Face à la précarité menstruelle qui touche de nombreuses femmes, de jeunes ivoiriens lancent une cagnotte pour changer les règles.
Ignorance s’effaçant à mesure que le temps avance et que des mots se posent sur des maux, notamment gynécologiques. Plusieurs troubles, longtemps mal diagnostiqués et par conséquent mal traités, portent aujourd’hui un nom.
Hier, c’était l’endométriose avec ces douleurs pelviennes chroniques. Aujourd’hui, c’est la précarité menstruelle.
Il s’agit de : l’impossibilité de pouvoir se procurer des serviettes périodiques, mais encore l’accès à des endroits sécurisés et propres pour se changer et l’absentéisme à l’école.

» **ACTIONS DEMANDÉES**
a) Dans le texte sur la précarité menstruelle, quel trouble gynécologique est associé à des douleurs pelviennes chroniques ?
b) Recopiez le passage du texte sur la précarité menstruelle en partant de "Ignorance s’effaçant à" et en allant jusqu'à "l’absentéisme à l’école.".
c) Donnez la suite du texte sur la précarité menstruelle à partir de sa dernière phrase.

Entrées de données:
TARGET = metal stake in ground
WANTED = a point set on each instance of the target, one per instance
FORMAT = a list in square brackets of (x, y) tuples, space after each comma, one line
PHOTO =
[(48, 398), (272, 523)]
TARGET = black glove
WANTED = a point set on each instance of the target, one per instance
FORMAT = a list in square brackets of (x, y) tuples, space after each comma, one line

» **RÉPONSES AUX ACTIVITÉS**
a) L'endométriose.

b)
Ignorance s’effaçant à mesure que le temps avance et que des mots se posent sur des maux, notamment gynécologiques. Plusieurs troubles, longtemps mal diagnostiqués et par conséquent mal traités, portent aujourd’hui un nom.
Hier, c’était l’endométriose avec ces douleurs pelviennes chroniques. Aujourd’hui, c’est la précarité menstruelle.
Il s’agit de : l’impossibilité de pouvoir se procurer des serviettes périodiques, mais encore l’accès à des endroits sécurisés et propres pour se changer et l’absentéisme à l’école.

c)
En Afrique en général, ce mal pernicieux et silencieux ronge des femmes désargentées. Afin de lutter contre cela, de jeunes ivoiriens ont lancé une collecte de fonds afin de récolter 5 000 euros pour : le Précarité Menstruelle Tour, ou PMT. Il servira à financer la construction et la rénovation de toilettes, mais aussi la tenue d’un atelier de sensibilisation à la précarité menstruelle, etc.
Rencontre avec l’une de ces activistes sociales : Tina Nicole Youan.
LA PRÉCARITÉ MENSTRUELLE, C’EST QUOI ?
Au pays du coupé-décalé, des jeunes gens qui veulent être roi sur TikTok et dans la vraie vie, il y a de nombreux sujets tabous.
Le premier étant probablement, attention joue-la comme Mizaru, Kikazaru, Iwazaru, soient les trois singes de la sagesse, avant de lire ce qui va suivre : « Qui a gagné les élections de 2010 ? »
Juste à côté du champ politique, où il n’est pas rare que certains taillent une Haye d’honneur à un ancien président, autrefois exilé, se trouve la sexualité. Ou plutôt l’éducation sexuelle.
ATTENTION : SUJET TABOU !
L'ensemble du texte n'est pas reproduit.